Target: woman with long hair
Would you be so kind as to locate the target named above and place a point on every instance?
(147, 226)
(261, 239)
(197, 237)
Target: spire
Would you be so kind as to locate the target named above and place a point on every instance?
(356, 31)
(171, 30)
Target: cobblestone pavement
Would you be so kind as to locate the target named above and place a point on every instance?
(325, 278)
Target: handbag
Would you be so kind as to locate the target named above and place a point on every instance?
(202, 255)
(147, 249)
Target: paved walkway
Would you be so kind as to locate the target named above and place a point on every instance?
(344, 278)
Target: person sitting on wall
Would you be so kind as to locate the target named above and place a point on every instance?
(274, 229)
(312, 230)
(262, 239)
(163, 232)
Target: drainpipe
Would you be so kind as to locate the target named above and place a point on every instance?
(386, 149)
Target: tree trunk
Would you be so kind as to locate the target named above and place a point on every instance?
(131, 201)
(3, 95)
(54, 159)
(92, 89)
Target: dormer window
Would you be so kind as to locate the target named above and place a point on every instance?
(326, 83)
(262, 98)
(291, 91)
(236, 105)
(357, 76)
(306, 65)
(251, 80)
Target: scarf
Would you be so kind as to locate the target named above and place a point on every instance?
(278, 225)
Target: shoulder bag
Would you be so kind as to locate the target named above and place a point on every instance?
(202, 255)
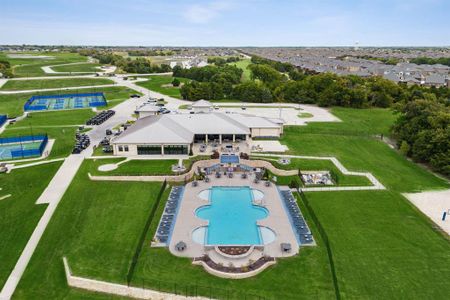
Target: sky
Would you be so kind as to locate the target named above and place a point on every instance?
(226, 23)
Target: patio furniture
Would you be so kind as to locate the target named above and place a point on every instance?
(180, 246)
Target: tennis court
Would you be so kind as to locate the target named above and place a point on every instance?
(66, 101)
(22, 147)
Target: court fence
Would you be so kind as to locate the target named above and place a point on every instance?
(3, 119)
(30, 106)
(21, 152)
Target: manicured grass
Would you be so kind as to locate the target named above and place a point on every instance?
(382, 247)
(136, 167)
(88, 67)
(18, 213)
(97, 226)
(320, 165)
(32, 67)
(364, 154)
(12, 104)
(243, 64)
(374, 121)
(18, 85)
(305, 115)
(156, 84)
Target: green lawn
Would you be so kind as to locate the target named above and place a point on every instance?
(383, 248)
(355, 122)
(17, 85)
(18, 213)
(156, 84)
(101, 224)
(135, 167)
(243, 64)
(364, 154)
(318, 165)
(88, 67)
(31, 67)
(12, 104)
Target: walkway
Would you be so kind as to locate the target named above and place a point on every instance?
(376, 185)
(51, 195)
(119, 289)
(57, 89)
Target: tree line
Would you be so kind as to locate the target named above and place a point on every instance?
(422, 131)
(282, 82)
(140, 65)
(220, 61)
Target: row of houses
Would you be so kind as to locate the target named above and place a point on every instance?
(335, 62)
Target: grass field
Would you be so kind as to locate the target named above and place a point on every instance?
(29, 67)
(88, 213)
(155, 83)
(383, 248)
(18, 85)
(12, 105)
(19, 215)
(88, 67)
(320, 165)
(135, 167)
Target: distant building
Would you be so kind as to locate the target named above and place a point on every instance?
(176, 134)
(202, 106)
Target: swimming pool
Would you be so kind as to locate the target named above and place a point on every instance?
(229, 159)
(232, 219)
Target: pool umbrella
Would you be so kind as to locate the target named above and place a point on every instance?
(180, 246)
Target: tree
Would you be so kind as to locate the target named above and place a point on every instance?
(176, 82)
(405, 148)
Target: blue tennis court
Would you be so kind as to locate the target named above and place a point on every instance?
(229, 159)
(22, 147)
(66, 101)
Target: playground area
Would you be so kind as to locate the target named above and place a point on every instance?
(66, 101)
(22, 147)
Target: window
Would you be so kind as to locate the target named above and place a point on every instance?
(149, 150)
(175, 149)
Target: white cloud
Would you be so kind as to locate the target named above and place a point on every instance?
(204, 13)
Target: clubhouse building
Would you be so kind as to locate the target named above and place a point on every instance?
(179, 134)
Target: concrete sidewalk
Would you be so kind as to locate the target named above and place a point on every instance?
(57, 89)
(52, 195)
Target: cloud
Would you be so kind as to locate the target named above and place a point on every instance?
(204, 13)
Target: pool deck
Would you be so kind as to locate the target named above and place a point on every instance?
(186, 220)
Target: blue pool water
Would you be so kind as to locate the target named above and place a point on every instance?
(229, 159)
(232, 217)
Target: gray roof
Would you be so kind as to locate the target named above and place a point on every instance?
(181, 128)
(201, 103)
(148, 108)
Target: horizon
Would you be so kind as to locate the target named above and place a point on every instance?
(220, 23)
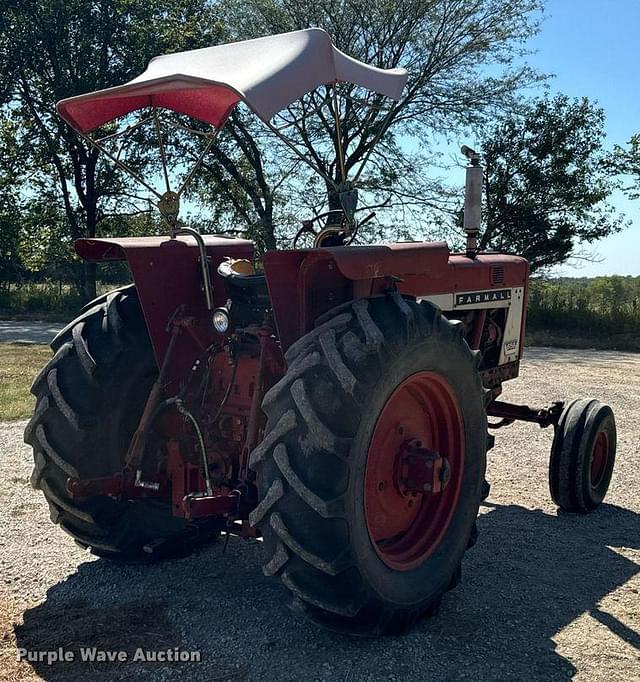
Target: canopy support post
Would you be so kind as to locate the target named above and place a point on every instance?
(199, 160)
(336, 117)
(298, 153)
(121, 164)
(163, 157)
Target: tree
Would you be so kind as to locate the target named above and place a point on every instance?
(54, 49)
(626, 162)
(462, 60)
(547, 182)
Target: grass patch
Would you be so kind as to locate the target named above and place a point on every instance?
(565, 339)
(19, 363)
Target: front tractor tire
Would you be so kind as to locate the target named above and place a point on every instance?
(582, 456)
(359, 546)
(90, 396)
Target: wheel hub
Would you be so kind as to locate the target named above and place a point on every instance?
(414, 470)
(599, 458)
(420, 470)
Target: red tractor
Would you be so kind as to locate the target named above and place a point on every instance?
(332, 401)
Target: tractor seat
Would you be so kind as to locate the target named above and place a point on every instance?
(240, 273)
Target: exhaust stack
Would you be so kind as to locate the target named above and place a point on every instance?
(472, 200)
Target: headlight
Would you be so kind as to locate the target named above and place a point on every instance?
(221, 320)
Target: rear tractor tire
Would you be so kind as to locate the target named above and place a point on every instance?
(360, 549)
(582, 456)
(90, 396)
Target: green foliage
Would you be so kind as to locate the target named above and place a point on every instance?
(597, 308)
(448, 47)
(626, 162)
(40, 301)
(547, 182)
(60, 188)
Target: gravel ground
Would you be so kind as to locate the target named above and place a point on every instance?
(545, 596)
(19, 331)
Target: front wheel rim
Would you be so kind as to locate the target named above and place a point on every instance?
(404, 527)
(599, 459)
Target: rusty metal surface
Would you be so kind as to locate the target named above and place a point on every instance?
(116, 248)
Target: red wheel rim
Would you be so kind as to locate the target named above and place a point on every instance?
(599, 458)
(405, 528)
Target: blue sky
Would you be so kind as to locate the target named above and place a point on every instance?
(592, 49)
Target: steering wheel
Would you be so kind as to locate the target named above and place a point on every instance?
(332, 234)
(329, 232)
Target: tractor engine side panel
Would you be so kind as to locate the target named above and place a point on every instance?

====================

_Task item:_
In the entries above, find each line with the word "walkway" and copy it.

_Problem solution:_
Target: paved walkway
Target: walkway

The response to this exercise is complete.